Location annotation dataset excerpts:
▼
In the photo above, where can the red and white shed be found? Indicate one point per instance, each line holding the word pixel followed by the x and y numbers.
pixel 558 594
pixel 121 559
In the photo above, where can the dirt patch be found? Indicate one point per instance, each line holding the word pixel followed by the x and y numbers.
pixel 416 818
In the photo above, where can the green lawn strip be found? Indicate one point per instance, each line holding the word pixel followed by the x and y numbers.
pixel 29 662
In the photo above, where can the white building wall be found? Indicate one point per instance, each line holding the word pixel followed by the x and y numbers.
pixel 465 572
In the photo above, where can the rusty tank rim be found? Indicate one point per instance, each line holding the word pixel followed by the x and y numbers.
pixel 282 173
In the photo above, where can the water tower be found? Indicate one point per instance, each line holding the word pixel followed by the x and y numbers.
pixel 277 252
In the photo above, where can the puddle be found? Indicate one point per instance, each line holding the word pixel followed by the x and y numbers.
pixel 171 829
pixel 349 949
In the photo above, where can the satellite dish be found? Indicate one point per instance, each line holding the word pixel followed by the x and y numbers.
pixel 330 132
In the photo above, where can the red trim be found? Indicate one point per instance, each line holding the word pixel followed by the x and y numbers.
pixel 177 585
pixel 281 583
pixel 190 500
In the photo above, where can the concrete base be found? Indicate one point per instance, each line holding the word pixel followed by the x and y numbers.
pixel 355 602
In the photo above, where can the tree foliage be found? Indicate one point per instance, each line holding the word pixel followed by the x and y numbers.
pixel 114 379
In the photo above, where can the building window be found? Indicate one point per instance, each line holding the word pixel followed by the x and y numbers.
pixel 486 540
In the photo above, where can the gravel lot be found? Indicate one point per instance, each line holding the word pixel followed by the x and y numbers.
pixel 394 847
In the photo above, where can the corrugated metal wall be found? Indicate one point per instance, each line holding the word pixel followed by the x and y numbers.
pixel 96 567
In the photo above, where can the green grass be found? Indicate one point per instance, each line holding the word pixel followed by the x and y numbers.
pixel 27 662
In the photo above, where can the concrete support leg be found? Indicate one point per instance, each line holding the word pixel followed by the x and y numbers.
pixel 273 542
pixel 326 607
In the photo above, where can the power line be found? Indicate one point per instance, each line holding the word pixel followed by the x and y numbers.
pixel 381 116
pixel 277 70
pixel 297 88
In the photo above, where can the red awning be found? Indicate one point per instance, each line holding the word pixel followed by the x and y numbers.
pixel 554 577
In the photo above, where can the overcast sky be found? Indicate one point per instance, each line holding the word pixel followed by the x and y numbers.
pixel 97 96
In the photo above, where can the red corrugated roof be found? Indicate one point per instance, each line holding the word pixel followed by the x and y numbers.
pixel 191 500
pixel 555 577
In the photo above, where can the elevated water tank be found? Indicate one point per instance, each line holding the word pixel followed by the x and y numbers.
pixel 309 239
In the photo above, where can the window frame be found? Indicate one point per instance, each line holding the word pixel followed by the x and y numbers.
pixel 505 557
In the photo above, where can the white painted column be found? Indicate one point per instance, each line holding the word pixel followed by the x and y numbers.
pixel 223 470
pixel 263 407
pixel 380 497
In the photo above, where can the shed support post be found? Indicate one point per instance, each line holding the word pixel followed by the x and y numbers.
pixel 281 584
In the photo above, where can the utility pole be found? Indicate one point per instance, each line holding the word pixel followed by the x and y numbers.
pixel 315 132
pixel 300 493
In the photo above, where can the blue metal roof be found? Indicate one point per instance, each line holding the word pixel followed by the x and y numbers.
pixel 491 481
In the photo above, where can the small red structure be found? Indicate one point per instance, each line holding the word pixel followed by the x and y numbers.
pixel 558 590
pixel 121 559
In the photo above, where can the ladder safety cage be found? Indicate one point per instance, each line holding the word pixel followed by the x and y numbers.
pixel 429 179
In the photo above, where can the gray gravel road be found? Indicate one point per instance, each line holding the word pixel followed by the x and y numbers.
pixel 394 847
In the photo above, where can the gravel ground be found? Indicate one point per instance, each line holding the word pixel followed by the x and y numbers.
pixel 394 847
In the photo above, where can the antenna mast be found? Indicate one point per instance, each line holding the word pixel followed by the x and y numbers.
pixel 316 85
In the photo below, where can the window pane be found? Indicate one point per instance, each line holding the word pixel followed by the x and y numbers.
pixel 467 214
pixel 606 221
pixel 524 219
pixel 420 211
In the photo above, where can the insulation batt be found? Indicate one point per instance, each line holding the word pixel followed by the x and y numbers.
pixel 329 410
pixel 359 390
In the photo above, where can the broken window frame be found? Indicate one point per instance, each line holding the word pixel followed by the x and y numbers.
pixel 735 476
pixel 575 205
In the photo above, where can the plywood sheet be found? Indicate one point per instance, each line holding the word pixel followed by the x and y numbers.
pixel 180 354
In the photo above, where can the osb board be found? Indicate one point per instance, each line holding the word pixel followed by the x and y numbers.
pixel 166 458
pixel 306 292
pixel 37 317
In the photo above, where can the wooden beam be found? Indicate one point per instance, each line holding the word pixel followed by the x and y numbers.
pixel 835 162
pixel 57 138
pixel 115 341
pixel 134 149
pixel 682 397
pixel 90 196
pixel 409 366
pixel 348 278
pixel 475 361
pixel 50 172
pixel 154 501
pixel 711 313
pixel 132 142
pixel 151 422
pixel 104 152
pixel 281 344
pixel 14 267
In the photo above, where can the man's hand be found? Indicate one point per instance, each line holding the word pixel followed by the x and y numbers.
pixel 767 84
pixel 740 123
▲
▼
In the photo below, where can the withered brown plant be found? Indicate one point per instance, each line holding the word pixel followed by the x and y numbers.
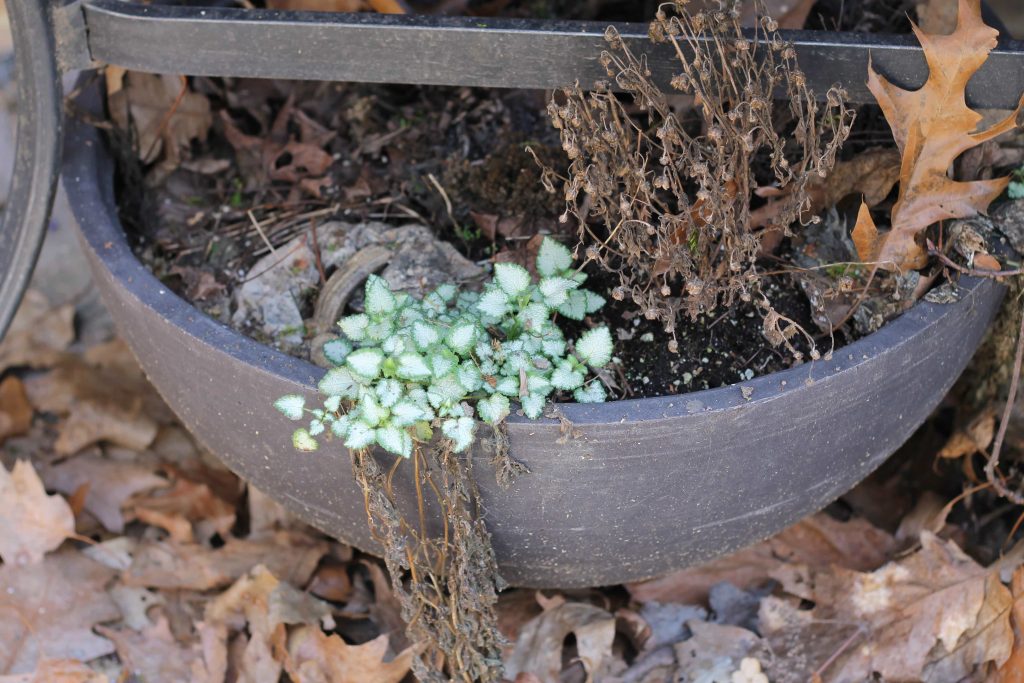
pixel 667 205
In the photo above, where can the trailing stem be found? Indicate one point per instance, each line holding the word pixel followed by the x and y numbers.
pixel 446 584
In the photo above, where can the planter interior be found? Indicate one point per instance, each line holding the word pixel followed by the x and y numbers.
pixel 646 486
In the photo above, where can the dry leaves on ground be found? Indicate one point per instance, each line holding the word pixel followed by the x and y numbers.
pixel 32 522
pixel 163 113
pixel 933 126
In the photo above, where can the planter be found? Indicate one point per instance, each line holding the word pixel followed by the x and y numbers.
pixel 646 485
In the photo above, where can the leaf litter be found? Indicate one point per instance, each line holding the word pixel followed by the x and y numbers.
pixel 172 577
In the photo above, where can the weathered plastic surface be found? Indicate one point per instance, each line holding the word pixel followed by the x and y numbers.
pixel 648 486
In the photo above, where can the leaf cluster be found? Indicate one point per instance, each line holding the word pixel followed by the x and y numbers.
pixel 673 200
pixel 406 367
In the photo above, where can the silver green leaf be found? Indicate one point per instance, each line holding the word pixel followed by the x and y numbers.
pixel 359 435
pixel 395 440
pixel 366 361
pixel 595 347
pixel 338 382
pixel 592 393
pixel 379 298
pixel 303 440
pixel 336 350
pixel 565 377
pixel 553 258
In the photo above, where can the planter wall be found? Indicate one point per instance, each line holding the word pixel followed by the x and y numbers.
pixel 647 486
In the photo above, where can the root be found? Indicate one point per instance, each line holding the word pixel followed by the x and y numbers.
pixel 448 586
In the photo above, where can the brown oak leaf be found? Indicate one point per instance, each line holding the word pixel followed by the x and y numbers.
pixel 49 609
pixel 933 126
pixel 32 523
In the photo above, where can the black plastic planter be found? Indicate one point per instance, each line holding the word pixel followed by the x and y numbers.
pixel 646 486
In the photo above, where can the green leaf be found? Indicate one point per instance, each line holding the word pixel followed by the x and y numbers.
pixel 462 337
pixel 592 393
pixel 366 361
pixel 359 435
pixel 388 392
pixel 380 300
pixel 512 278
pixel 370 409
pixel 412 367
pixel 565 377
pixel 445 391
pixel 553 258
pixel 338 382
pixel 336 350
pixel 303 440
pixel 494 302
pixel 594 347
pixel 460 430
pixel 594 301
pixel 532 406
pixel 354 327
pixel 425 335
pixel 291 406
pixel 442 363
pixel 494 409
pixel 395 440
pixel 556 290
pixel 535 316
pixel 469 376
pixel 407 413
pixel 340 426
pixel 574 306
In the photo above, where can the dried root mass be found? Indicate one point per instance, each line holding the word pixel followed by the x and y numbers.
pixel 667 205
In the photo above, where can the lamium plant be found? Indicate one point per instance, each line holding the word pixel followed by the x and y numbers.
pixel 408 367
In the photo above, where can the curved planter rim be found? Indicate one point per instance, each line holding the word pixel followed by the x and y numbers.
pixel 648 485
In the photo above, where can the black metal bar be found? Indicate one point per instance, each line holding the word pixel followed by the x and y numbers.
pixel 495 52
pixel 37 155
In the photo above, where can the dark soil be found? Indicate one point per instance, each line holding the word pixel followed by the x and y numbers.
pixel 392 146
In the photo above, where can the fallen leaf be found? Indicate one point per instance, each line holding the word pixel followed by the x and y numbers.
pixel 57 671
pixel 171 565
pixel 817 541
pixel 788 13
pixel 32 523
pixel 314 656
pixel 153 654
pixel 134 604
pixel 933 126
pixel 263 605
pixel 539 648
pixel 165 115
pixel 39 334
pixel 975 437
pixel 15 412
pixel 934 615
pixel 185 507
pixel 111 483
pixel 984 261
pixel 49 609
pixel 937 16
▲
▼
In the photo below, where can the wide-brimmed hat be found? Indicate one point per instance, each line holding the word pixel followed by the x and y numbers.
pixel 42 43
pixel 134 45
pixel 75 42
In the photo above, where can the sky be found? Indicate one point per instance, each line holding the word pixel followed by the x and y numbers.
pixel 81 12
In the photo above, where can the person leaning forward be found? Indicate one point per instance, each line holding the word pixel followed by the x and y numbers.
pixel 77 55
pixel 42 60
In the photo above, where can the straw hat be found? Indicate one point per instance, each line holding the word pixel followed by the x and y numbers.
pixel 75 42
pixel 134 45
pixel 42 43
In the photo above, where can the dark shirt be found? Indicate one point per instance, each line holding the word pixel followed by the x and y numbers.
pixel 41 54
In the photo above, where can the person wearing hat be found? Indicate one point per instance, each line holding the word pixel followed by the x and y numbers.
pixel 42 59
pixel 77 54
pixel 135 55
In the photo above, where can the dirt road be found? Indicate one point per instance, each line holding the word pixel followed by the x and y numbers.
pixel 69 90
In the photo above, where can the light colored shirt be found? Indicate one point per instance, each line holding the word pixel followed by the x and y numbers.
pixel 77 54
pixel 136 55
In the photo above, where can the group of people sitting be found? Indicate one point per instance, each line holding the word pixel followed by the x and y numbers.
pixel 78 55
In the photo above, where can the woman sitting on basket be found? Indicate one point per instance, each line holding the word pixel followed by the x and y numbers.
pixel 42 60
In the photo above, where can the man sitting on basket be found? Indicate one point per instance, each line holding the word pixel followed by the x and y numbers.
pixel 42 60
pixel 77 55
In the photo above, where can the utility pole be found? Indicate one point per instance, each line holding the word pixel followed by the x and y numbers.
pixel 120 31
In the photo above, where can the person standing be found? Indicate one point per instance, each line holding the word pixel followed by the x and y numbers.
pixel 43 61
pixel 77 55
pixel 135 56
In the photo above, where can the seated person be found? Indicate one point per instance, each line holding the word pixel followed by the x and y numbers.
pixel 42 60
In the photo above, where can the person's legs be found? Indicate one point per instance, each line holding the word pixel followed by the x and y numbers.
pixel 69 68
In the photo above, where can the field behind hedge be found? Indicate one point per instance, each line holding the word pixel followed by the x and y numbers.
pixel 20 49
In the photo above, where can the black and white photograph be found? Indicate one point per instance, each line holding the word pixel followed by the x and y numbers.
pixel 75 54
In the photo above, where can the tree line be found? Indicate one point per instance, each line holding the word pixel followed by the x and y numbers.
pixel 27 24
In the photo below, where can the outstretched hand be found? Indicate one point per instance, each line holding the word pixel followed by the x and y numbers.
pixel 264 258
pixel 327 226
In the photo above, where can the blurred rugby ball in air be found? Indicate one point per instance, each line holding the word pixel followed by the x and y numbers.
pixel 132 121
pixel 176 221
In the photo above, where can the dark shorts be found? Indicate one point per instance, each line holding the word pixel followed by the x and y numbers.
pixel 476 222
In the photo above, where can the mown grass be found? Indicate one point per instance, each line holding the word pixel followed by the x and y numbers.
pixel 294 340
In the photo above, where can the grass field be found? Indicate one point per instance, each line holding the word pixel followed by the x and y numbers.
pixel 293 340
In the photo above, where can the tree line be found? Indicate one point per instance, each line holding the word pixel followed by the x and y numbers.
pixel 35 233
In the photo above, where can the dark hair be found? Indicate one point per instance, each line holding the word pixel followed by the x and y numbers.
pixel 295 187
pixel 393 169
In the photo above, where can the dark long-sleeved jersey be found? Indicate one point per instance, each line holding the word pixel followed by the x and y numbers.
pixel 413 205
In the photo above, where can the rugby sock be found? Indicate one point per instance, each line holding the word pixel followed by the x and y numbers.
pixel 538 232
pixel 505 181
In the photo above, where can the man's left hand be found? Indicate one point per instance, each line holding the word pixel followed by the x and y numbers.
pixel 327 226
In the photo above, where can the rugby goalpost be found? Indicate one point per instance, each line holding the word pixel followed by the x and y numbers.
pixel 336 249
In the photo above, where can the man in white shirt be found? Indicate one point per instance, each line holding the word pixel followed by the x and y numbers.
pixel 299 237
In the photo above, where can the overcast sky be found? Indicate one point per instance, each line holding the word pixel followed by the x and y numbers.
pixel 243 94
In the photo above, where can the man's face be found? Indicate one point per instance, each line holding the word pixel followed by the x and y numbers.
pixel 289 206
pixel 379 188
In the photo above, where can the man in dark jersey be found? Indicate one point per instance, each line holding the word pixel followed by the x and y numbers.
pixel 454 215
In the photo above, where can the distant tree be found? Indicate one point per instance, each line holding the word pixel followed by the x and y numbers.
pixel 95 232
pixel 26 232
▲
Problem to solve: Starting with the line that contains "In the photo above, where can the red and" and going on through the line that contains "pixel 416 818", write out those records again with "gravel patch" substituted for "dirt patch". Leave everything else unchanged, and give only those lines.

Answer:
In the photo above, where can the red and white shed be found? Indicate one point per instance, each line holding the word pixel followed by the x and y numbers.
pixel 558 594
pixel 121 559
In the photo above, where can the gravel patch be found? Indicate one point per instance, each line holding the word pixel followed by the x and y numbers.
pixel 416 818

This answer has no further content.